Written problem: Print the records below without any change, starting from the line that contains "Please mark the plaid" and running through the line that contains "Target: person wearing green jacket", both of those lines included.

Provided information:
☆ ☆ ☆
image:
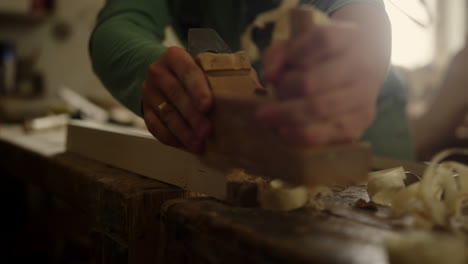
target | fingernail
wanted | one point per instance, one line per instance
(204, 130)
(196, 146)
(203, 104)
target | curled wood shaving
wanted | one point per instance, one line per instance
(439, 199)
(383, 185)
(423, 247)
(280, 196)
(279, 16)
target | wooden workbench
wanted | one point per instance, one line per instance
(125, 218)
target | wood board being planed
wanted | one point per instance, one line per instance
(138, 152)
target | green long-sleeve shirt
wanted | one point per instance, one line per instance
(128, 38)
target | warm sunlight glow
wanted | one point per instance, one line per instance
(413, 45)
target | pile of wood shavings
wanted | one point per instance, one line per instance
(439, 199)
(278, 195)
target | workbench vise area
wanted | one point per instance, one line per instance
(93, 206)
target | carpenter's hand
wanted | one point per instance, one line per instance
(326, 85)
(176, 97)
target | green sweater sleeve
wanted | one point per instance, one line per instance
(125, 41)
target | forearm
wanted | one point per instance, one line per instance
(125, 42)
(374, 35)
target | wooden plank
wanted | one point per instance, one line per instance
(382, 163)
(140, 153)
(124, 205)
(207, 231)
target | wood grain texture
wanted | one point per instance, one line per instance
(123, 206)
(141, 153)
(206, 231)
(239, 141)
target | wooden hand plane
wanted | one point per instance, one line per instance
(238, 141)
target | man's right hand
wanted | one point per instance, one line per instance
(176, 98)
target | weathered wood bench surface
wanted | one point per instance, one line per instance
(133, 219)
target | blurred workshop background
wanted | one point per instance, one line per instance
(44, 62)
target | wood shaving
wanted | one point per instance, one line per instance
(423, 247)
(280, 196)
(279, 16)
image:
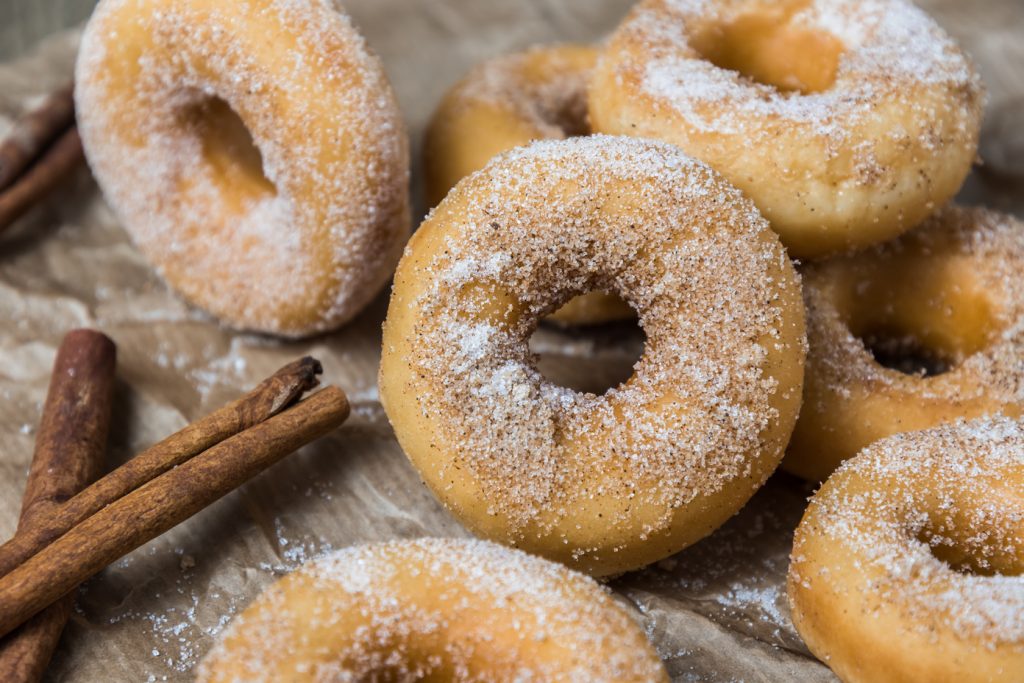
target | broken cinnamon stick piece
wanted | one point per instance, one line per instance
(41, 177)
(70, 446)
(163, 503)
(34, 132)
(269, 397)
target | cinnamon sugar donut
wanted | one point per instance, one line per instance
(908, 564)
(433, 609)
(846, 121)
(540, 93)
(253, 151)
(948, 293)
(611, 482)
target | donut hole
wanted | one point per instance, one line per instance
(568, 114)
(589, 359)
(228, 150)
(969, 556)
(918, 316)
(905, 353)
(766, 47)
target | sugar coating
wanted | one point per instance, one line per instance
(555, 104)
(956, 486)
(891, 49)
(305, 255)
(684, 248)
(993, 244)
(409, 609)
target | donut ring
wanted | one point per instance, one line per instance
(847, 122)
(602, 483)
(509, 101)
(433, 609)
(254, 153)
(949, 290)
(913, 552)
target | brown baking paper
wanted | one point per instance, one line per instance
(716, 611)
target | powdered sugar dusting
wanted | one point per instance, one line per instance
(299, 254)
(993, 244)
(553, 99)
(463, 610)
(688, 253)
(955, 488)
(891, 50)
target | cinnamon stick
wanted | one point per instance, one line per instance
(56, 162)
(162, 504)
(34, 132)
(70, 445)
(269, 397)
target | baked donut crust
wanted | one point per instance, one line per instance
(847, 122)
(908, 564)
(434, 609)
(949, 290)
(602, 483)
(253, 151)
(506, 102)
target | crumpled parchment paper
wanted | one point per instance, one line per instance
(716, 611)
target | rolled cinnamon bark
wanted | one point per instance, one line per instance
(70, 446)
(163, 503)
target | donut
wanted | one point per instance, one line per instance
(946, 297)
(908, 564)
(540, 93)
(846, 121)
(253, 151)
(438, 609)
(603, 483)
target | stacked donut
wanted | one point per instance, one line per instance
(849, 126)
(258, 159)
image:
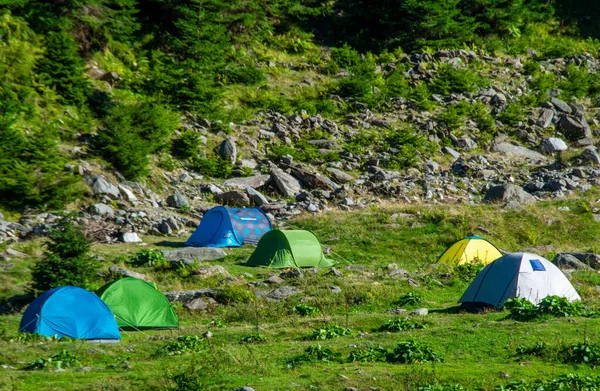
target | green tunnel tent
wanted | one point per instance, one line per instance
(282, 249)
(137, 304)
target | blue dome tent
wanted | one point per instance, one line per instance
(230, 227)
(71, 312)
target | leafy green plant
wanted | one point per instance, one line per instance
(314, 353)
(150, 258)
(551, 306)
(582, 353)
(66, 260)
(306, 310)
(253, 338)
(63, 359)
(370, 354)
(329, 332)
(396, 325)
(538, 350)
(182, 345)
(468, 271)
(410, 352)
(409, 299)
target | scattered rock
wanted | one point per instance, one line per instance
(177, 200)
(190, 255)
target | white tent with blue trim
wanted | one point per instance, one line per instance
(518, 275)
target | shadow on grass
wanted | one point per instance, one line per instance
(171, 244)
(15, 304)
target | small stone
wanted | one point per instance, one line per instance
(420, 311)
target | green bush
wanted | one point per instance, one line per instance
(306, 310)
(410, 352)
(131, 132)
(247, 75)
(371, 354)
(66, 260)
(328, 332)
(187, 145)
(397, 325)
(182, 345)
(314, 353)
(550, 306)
☆ ☆ ☆
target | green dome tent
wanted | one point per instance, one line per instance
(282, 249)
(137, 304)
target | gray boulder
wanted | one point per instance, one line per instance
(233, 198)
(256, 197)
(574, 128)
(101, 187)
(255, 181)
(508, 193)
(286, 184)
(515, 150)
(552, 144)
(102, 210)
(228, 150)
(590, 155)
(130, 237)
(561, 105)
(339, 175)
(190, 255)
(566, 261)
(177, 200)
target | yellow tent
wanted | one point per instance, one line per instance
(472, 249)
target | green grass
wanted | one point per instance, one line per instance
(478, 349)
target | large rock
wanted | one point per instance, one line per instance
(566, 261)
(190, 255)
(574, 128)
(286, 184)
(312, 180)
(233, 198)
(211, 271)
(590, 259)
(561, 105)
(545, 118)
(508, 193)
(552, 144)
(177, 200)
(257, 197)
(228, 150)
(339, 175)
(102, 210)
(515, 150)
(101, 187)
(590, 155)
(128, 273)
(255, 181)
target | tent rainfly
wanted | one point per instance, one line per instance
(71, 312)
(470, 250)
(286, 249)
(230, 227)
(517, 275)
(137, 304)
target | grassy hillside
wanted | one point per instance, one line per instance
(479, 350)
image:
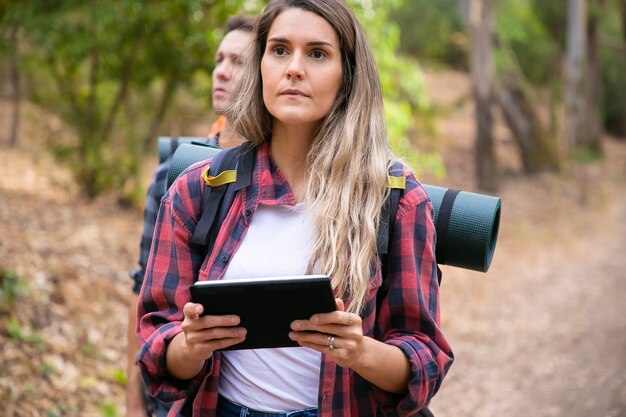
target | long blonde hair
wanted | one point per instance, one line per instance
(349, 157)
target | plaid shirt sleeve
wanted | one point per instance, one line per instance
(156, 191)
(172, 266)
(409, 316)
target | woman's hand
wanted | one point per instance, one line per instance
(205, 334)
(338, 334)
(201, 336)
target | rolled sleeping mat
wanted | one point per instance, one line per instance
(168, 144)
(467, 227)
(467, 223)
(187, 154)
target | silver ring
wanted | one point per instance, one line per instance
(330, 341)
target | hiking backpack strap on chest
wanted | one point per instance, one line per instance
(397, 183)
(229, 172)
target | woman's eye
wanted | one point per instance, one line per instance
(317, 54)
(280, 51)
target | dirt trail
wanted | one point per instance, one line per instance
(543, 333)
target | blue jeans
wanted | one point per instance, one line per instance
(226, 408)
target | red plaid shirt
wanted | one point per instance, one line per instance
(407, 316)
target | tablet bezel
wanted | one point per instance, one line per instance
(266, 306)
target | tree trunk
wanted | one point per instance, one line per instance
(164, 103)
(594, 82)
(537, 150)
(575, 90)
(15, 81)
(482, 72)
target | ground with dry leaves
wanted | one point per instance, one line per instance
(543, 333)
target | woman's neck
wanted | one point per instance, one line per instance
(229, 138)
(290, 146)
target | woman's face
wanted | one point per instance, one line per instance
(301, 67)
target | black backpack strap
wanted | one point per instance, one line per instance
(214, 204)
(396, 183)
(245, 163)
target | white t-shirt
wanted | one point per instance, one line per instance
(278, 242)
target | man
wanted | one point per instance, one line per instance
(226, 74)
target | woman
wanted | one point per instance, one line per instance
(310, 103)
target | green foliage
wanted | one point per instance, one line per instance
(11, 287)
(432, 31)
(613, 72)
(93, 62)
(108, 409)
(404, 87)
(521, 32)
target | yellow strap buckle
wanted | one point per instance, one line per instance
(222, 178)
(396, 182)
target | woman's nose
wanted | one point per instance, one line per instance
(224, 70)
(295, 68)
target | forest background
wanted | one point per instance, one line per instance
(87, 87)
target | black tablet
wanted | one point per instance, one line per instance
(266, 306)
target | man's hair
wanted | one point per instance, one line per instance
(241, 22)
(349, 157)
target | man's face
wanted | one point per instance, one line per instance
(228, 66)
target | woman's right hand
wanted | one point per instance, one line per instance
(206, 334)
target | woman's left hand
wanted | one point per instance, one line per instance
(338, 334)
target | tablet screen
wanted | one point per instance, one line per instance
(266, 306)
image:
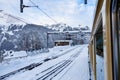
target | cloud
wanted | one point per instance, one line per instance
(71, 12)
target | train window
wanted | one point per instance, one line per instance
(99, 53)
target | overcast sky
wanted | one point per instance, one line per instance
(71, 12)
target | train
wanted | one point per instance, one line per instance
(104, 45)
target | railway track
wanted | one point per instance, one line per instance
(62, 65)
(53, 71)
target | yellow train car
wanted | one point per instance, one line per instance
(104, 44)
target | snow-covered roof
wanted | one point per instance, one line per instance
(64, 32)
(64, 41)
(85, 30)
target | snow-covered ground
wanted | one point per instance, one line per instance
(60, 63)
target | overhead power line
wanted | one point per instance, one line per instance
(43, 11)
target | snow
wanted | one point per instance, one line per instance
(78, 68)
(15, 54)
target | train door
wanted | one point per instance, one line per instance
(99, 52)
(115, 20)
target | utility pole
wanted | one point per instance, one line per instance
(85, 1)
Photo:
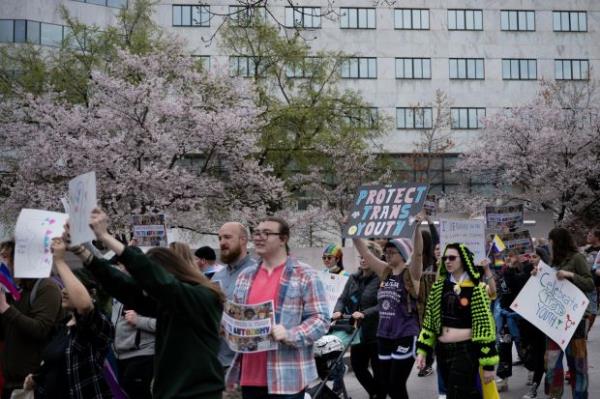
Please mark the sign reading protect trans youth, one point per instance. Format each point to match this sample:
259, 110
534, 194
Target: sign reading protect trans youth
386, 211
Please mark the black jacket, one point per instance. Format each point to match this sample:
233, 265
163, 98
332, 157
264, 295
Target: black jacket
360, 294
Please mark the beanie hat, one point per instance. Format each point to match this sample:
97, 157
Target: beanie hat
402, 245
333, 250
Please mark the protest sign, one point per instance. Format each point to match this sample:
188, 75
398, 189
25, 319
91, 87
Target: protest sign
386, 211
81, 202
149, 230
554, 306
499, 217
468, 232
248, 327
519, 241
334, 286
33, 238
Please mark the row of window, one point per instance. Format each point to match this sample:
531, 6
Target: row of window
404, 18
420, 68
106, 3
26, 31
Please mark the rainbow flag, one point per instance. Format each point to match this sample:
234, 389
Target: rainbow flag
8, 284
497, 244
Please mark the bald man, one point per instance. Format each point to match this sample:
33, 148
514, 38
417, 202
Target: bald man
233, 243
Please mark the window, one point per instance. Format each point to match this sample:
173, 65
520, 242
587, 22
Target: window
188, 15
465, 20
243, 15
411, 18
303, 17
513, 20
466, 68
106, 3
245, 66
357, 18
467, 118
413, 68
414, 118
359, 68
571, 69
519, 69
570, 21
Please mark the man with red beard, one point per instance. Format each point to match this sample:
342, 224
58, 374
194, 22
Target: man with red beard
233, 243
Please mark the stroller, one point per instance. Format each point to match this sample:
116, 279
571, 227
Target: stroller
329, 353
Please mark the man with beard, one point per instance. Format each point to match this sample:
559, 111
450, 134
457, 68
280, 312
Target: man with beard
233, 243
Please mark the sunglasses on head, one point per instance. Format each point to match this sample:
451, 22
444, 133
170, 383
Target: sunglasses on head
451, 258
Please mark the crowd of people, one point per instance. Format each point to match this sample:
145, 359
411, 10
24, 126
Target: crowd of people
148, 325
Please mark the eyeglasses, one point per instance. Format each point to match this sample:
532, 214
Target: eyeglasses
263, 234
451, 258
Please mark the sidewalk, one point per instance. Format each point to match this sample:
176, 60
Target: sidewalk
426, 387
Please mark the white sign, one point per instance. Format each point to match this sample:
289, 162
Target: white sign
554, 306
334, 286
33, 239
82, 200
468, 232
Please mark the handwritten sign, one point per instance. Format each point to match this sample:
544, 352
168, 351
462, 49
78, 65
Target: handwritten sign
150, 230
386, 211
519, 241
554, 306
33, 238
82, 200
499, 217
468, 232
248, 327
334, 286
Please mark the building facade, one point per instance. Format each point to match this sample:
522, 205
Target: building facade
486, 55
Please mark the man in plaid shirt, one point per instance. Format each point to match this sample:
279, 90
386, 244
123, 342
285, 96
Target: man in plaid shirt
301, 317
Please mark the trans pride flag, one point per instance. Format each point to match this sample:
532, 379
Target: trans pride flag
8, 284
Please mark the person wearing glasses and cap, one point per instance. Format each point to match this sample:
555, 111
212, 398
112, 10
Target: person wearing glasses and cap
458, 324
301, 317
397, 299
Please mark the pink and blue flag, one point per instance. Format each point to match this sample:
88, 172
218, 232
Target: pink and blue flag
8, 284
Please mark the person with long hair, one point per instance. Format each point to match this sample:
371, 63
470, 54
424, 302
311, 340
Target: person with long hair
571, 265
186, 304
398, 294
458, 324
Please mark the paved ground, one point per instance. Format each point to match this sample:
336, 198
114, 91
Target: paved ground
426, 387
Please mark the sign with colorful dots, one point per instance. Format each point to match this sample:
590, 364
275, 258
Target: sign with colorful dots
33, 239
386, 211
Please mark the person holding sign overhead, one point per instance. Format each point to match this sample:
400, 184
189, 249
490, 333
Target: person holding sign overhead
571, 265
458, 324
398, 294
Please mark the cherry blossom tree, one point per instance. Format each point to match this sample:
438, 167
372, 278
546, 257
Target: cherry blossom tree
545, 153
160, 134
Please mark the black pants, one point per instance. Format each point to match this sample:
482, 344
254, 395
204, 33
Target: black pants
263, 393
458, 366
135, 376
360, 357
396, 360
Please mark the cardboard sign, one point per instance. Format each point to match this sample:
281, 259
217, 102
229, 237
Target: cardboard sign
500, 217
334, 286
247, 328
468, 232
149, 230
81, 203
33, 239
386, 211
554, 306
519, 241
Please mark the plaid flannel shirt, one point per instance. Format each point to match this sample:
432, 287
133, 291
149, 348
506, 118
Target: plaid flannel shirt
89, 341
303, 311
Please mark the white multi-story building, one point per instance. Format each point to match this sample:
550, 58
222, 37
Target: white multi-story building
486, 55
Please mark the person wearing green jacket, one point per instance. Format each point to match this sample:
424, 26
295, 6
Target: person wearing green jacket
☆ ☆ ☆
Completed task:
Please mark the plaid flannel shirt, one point per instance. Format each point to match this sample:
432, 287
133, 291
149, 348
506, 118
Target: plaid flannel shirt
89, 341
303, 311
Please mark the white multi-story building, one point per instance. Format each point to match this sample:
550, 58
222, 37
Target: white multi-story building
486, 55
Please mark the person wearing green jacket, one point per instance. Format each point to match this sample:
424, 26
295, 6
Target: person wearing green jacket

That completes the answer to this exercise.